- WHAT THE TASK REQUIRES
Rewrite the lines below, replacing "put a marker on" with "place a point on" everywhere and keeping everything else the same. Omit the pictures from your answer.

Saved entries:
□ □ □ □ □ □ □

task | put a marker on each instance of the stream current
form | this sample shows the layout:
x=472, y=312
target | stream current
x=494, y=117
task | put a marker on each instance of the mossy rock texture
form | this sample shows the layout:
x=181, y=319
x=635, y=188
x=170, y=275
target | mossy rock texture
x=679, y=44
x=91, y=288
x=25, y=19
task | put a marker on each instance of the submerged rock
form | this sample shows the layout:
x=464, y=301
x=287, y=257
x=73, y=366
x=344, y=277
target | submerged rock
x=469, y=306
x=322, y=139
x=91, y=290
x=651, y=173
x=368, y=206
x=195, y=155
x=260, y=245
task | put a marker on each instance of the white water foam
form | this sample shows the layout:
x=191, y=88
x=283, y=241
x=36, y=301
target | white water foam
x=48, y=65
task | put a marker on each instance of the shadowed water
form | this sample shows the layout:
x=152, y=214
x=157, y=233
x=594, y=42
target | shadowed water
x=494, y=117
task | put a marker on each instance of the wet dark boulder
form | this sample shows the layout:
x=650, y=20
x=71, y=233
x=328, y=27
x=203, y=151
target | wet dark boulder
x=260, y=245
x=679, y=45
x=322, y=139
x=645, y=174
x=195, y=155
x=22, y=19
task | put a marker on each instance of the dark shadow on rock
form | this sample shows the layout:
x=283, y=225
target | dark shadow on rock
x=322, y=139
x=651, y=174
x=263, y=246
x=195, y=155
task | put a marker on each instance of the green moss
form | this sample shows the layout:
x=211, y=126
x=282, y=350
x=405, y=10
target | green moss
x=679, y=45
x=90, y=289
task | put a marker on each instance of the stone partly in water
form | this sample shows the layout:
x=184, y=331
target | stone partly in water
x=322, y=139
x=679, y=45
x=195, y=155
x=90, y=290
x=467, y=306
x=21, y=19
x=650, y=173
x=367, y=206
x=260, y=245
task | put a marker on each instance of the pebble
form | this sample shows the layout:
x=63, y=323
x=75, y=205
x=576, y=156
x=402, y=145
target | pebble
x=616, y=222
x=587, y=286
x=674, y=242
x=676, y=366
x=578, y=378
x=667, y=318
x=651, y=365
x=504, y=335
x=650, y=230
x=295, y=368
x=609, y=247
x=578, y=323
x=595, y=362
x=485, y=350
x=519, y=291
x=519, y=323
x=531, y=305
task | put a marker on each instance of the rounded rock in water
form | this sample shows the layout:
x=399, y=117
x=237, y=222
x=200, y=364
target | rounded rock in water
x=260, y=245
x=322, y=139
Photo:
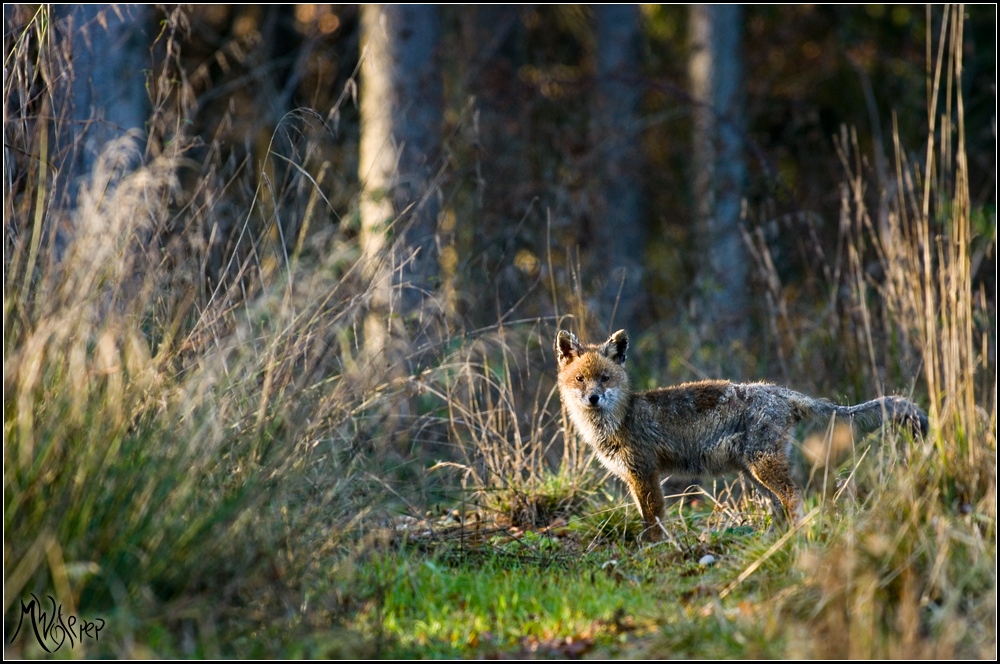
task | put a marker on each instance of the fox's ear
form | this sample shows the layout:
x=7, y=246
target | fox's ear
x=615, y=346
x=567, y=347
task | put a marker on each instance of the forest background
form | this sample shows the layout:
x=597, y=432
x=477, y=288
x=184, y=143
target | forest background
x=281, y=284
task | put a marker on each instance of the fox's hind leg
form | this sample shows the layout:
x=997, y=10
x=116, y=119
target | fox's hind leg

□ □ □ □ □ □ □

- RESPONSE TO THE EXERCISE
task | place a point on each instance of the stream current
form | this sample shows the layout:
x=472, y=312
target | stream current
x=494, y=117
task | place a point on each instance of the mossy rock texture
form | this sample shows the layout:
x=181, y=319
x=635, y=188
x=170, y=275
target | mossy rock texture
x=679, y=44
x=91, y=288
x=25, y=19
task | place a point on each instance of the submerged rock
form | this sample shows the layout:
x=464, y=301
x=287, y=257
x=73, y=366
x=344, y=277
target | submerged rock
x=469, y=306
x=322, y=139
x=91, y=290
x=651, y=173
x=368, y=206
x=195, y=155
x=260, y=245
task | place a point on each instance of the white water foam
form | this sample shows the layout:
x=191, y=88
x=283, y=241
x=36, y=301
target | white water foam
x=48, y=65
task | place a point on each instance of the shadowed water
form | this sample shows the layout:
x=152, y=214
x=157, y=233
x=594, y=42
target | shadowed water
x=494, y=117
task | place a point on each instance of the wet dark boulder
form | this sample shows the layout:
x=650, y=20
x=71, y=233
x=328, y=27
x=203, y=151
target | wet dark boulder
x=260, y=245
x=679, y=45
x=322, y=139
x=645, y=174
x=195, y=155
x=22, y=19
task | place a point on each instance of the dark shadow on rock
form | this sample shows the layout:
x=283, y=225
target | dark shadow on rock
x=322, y=139
x=651, y=174
x=263, y=246
x=195, y=155
task | place a point on each instance of the green moss
form | this sample shows the layout:
x=211, y=126
x=282, y=350
x=405, y=10
target | green moss
x=679, y=45
x=90, y=289
task | place a point on each instance of the stone partly in water
form | this sample shows the layout:
x=184, y=331
target | stone partly in water
x=322, y=139
x=679, y=45
x=195, y=155
x=90, y=290
x=467, y=306
x=21, y=19
x=650, y=173
x=367, y=206
x=260, y=245
task | place a point on each instance of the pebble
form | this sample shows the layout:
x=63, y=323
x=75, y=205
x=576, y=156
x=402, y=145
target | pebble
x=616, y=222
x=587, y=286
x=674, y=242
x=676, y=366
x=578, y=378
x=667, y=318
x=651, y=365
x=504, y=335
x=650, y=230
x=295, y=368
x=609, y=247
x=578, y=323
x=595, y=362
x=485, y=350
x=519, y=291
x=519, y=323
x=531, y=305
task | place a point on each instance of the rounded rock in water
form | this sample shows the layout:
x=399, y=117
x=237, y=222
x=200, y=364
target | rounded rock in water
x=260, y=245
x=322, y=139
Photo:
task | place a point on each instance of the fox's ear
form | this sample shows the layout:
x=7, y=246
target | fox's ear
x=615, y=346
x=567, y=347
task | place a point on each instance of the forest background
form | this sample shows the layout:
x=597, y=432
x=477, y=288
x=184, y=143
target | forest background
x=281, y=284
task | place a point on each instance of the fox's hind leg
form | this sample shows the layout:
x=997, y=10
x=116, y=119
target | fox's hind leg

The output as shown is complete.